Teks yang Diberikan:
***

Belakangan ini masyarakat Indonesia berada dalam situasi yang saling bertentangan. Bahkan pertentangan sudah mulai mempersoalkan keragaman Suku, Agama, Ras dan Antar Golongan (SARA). Padahal cita-cita awal dibentuknya bangsa Indonesia menyepakati keragaman sebagai dasar adanya persatuan. Pendiri bangsa ini sepakat menggunakan frase “Bhinneka Tunggal Ika” yang berarti “beraneka ragam” atau berbeda-beda tetapi tetap satu sebagai semboyan. Semboyan ini digunakan untuk menggambarkan persatuan dan kesatuan Bangsa dan Negara Kesatuan Republik Indonesia yang terdiri atas beraneka ragam budaya, bahasa daerah, ras, suku bangsa, agama dan kepercayaan.

Bagaimana semboyan Bhinneka Tunggal Ika tersebut selaras dengan kehidupan masyarakat bali? Mengelola keragaman sudah menjadi budaya masyarakat bali sejak lama-jauh sebelum NKRI diproklamirkan pada tanggal 17 Agustus 1945. Ajaran Agama Hindu bali telah memberi pengetahuan, pemahaman dan keyakinan bahwa keragaman itu sebuah keniscayaan sehingga keragaman adalah komponen dasar kehidupan yang harus dikelola secara seimbang sehingga diyakini dapat menciptakan kesucian. Di Bali mengelola keragaman dapat dilihat dalam tiga wilayah yaitu; Parahyangan, Palemahan dan Pawongan.

***

Butir Set Data
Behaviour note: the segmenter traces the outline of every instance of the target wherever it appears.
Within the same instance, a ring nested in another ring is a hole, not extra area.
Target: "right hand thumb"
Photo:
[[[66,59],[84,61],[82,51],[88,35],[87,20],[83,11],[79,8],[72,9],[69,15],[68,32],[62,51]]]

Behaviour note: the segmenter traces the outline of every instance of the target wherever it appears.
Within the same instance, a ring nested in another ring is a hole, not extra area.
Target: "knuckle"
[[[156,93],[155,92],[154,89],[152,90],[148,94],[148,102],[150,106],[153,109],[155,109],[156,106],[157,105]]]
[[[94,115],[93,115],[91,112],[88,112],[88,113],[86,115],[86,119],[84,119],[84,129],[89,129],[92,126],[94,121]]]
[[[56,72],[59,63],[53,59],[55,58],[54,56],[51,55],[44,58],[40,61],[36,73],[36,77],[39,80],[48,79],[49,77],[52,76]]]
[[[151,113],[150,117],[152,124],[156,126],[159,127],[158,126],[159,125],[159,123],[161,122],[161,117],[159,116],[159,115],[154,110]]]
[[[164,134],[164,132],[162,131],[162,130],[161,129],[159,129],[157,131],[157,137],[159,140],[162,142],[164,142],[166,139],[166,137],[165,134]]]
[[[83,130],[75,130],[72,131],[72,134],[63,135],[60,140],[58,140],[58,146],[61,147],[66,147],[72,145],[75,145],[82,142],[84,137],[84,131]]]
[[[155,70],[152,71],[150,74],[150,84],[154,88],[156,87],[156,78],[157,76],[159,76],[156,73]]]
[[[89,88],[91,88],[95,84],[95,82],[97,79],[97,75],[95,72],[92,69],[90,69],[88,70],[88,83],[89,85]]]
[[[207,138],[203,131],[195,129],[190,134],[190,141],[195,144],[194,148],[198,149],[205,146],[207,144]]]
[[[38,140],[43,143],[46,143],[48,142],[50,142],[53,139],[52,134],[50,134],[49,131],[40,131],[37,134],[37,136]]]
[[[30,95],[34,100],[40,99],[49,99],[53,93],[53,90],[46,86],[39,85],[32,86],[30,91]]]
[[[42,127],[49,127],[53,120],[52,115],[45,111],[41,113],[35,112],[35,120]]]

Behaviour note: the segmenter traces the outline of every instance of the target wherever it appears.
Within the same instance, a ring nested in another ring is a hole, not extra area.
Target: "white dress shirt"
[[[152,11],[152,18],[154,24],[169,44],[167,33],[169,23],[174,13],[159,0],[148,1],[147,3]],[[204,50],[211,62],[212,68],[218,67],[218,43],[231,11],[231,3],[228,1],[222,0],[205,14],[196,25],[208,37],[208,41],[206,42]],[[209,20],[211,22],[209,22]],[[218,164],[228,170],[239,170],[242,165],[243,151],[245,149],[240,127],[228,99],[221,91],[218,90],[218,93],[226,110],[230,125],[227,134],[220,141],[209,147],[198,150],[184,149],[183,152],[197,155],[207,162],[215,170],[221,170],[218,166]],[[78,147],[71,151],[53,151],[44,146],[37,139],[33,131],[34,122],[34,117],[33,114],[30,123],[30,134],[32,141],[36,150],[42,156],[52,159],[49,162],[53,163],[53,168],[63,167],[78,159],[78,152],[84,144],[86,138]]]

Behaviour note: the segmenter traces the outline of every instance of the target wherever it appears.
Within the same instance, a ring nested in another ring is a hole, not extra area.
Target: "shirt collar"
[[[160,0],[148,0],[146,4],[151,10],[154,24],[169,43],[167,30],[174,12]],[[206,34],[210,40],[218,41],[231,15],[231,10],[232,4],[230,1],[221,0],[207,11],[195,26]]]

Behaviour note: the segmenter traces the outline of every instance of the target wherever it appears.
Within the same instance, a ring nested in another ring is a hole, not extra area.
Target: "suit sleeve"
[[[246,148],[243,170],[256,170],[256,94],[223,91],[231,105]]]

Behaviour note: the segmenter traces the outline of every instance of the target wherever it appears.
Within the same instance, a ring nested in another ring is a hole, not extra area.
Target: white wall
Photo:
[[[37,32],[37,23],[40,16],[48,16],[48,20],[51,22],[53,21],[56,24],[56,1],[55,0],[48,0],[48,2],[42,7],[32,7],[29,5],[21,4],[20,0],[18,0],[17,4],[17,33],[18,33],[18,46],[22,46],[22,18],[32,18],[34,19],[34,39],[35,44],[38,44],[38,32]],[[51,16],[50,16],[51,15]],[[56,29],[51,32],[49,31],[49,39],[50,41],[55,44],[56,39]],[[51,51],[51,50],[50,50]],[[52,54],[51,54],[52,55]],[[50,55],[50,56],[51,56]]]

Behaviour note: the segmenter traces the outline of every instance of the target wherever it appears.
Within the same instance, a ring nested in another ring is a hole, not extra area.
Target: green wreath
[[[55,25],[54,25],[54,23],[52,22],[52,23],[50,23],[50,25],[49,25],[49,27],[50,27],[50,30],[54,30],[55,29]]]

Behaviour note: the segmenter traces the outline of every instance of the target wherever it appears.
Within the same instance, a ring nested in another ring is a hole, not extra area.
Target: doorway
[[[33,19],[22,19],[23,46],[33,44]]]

***

Tugas yang Dikerjakan:
(A) Terjemahkan kalimat "Di Bali mengelola keragaman dapat dilihat dalam tiga wilayah yaitu; Parahyangan, Palemahan dan Pawongan." dari teks tentang Bhinneka Tunggal Ika ke dalam bahasa Inggris.
(B) Menurut teks tentang Bhinneka Tunggal Ika, dari keragaman apa saja Negara Kesatuan Republik Indonesia terdiri? Sebutkan semuanya.
(C) Teruskan teks tentang Bhinneka Tunggal Ika mulai setelah kalimat terakhirnya.

Hasil Akhir:
(A) In Bali, the management of diversity can be seen in three areas, namely Parahyangan, Palemahan, and Pawongan.

(B) budaya, bahasa daerah, ras, suku bangsa, agama, kepercayaan

(C)
1. Parahyangan adalah : diketahui, dipahami, diyakini nya ajaran agama hindu bali oleh krama hindu bali dan dijadikan dasar laksana dalam kehidupan.
2. Pawongan adalah : kehidupan sosial manusia (krama bali) yang diatur oleh ajaran agama hindu bali.
3. Palemahan adalah: Pengelolaan alam oleh manusia (krama bali) yang diatur dan dipandu oleh ajaran Agama Hindu Bali.
Dengan demikian “budaya Bali” adalah segala aktivitas yang dilandasi sebuah keyakinan (ajaran Agama Hindu) yang dilaksanakan secara teratur dalam sebuah sistem sosial (Desa Pakraman) yang disimbulkan dalam beragam bentuk (seperti Pura, sarana Upakara, dll) dan dijalankan secara selaras untuk mencapai kesucian (Tri Hita Karana).
Pengetahuan mengelola keragaman oleh masyarakat secara budaya bali ternyata sangat sejalan dengan semboyan Bhinneka Tunggal Ika dan dasar negara Pancasila. Pancasila sebagai ideologi negara adalah: kumpulan gagasan, ide-ide dasar, keyakinan serta kepercayaan yang diangkat dari nilai-nilai adat istiadat, nilai-nilai kebudayaan serta nilai-nilai relegius yang terdapat dalam pandangan hidup masyarakat Indonesia yang telah disenkritisasi sehingga menjadi arah dan tujuan yang hendak di capai dalam kehidupan nasional bangsa Indonesia, yaitu :
I. Ketuhanan Yang Maha Esa
Adalah kehidupan nasional bangsa Indonesia yang memiliki pandangan bahwa Tuhan lah yang Maha Kuasa sebagai keyakinan hidup bangsa Indonesia.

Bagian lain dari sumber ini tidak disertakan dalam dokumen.